TASK TO COMPLETE - In the data below, find the lines containing "outcrop" and say how many there are, nothing more.

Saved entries

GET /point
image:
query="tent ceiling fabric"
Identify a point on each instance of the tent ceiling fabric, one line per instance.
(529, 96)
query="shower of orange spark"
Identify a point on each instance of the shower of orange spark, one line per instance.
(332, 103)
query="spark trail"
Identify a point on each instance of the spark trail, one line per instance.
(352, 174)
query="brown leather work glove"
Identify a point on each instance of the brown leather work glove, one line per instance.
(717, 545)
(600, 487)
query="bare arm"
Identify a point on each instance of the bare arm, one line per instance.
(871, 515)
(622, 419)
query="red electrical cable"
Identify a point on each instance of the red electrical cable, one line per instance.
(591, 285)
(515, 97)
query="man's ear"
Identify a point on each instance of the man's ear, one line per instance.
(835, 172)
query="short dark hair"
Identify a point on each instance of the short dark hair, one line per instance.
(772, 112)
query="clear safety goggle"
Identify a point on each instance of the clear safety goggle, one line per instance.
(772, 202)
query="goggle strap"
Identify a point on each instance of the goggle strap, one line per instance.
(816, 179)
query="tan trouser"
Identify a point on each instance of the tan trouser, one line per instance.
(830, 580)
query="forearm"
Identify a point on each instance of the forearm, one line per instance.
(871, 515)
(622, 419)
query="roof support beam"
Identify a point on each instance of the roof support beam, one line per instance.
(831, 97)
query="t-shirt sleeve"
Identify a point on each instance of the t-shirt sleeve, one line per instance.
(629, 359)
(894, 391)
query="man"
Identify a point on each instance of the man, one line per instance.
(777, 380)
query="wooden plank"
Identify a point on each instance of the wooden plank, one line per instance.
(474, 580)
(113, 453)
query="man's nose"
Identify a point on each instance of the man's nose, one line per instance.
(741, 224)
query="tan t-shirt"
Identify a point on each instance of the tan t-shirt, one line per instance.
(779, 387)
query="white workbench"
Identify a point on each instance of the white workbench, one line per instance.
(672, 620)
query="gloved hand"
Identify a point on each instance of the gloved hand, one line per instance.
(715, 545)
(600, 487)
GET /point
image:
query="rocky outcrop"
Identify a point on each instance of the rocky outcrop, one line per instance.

--

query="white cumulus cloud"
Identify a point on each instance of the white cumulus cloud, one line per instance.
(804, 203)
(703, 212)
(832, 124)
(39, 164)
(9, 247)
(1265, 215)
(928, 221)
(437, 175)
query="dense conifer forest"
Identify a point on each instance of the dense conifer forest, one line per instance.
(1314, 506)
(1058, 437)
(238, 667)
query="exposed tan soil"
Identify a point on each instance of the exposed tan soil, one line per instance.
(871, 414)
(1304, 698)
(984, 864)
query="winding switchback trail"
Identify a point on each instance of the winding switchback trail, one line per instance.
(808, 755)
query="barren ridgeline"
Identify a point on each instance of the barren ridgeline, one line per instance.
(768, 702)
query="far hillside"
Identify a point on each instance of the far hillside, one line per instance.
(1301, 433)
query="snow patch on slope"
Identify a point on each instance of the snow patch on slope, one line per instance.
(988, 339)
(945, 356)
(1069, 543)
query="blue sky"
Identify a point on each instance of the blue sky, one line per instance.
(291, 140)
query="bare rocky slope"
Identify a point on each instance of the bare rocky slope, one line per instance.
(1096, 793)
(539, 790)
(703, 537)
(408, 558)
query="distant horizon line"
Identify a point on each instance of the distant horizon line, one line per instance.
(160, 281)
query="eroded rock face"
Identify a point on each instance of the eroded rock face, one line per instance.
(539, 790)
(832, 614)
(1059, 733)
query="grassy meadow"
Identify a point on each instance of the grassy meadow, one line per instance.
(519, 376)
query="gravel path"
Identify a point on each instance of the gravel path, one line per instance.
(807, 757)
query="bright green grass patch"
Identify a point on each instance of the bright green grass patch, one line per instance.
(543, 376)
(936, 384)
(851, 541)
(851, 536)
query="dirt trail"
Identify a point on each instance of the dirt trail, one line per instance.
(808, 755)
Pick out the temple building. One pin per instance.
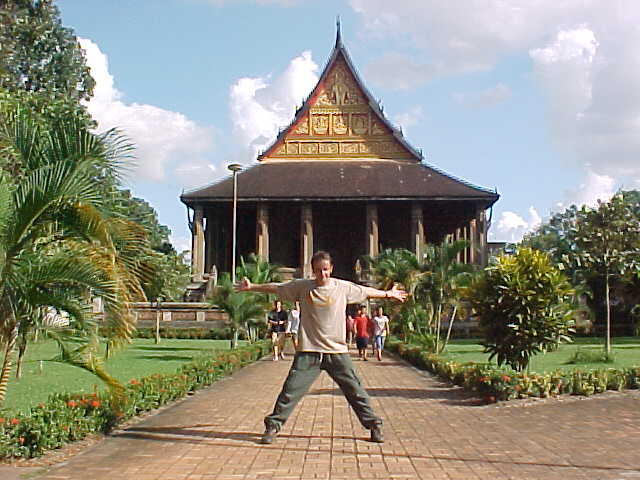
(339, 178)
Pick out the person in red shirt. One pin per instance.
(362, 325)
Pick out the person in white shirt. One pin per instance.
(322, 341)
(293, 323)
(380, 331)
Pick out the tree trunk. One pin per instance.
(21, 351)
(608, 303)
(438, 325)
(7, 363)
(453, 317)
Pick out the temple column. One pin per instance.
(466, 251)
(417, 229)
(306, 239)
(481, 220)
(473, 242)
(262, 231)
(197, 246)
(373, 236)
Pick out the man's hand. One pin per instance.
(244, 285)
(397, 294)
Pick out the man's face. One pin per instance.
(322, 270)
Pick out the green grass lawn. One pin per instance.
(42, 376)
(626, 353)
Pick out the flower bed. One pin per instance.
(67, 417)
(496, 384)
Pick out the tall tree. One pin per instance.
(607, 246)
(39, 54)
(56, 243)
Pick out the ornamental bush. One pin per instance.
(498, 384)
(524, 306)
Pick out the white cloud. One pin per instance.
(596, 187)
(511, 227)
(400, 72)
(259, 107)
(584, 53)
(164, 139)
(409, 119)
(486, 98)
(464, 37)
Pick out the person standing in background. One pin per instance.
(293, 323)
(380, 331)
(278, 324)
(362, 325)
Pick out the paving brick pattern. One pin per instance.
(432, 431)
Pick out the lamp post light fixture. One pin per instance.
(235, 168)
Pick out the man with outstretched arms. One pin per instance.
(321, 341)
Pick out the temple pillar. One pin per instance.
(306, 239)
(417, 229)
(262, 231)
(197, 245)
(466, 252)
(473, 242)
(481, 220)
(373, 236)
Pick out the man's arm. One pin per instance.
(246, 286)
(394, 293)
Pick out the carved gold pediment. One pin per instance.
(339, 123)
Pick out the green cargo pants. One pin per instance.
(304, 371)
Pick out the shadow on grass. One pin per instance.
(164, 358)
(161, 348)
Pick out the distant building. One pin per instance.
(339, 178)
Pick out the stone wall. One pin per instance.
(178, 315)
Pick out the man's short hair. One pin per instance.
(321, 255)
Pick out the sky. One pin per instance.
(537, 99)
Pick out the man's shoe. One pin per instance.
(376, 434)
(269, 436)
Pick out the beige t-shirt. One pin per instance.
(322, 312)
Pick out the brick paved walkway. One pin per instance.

---

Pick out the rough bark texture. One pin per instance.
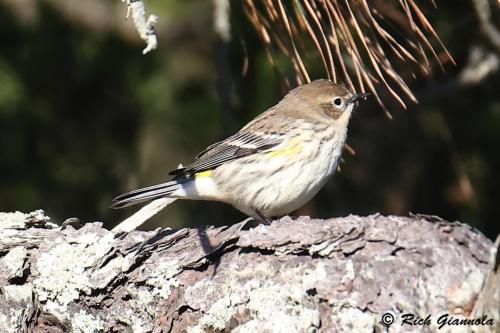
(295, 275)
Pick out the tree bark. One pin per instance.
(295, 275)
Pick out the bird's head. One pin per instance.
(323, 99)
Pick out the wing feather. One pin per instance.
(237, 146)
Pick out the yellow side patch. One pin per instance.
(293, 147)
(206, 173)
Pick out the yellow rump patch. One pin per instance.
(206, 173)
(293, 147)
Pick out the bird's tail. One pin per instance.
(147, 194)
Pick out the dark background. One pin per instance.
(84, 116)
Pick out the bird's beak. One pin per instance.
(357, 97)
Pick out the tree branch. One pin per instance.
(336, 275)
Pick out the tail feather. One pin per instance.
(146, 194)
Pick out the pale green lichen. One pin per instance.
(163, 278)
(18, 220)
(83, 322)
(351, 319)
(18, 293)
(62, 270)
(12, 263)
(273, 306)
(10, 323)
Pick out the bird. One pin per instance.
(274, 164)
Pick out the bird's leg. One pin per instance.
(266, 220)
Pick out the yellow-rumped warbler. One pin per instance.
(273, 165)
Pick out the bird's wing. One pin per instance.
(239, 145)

REPLY TO THE TASK - 2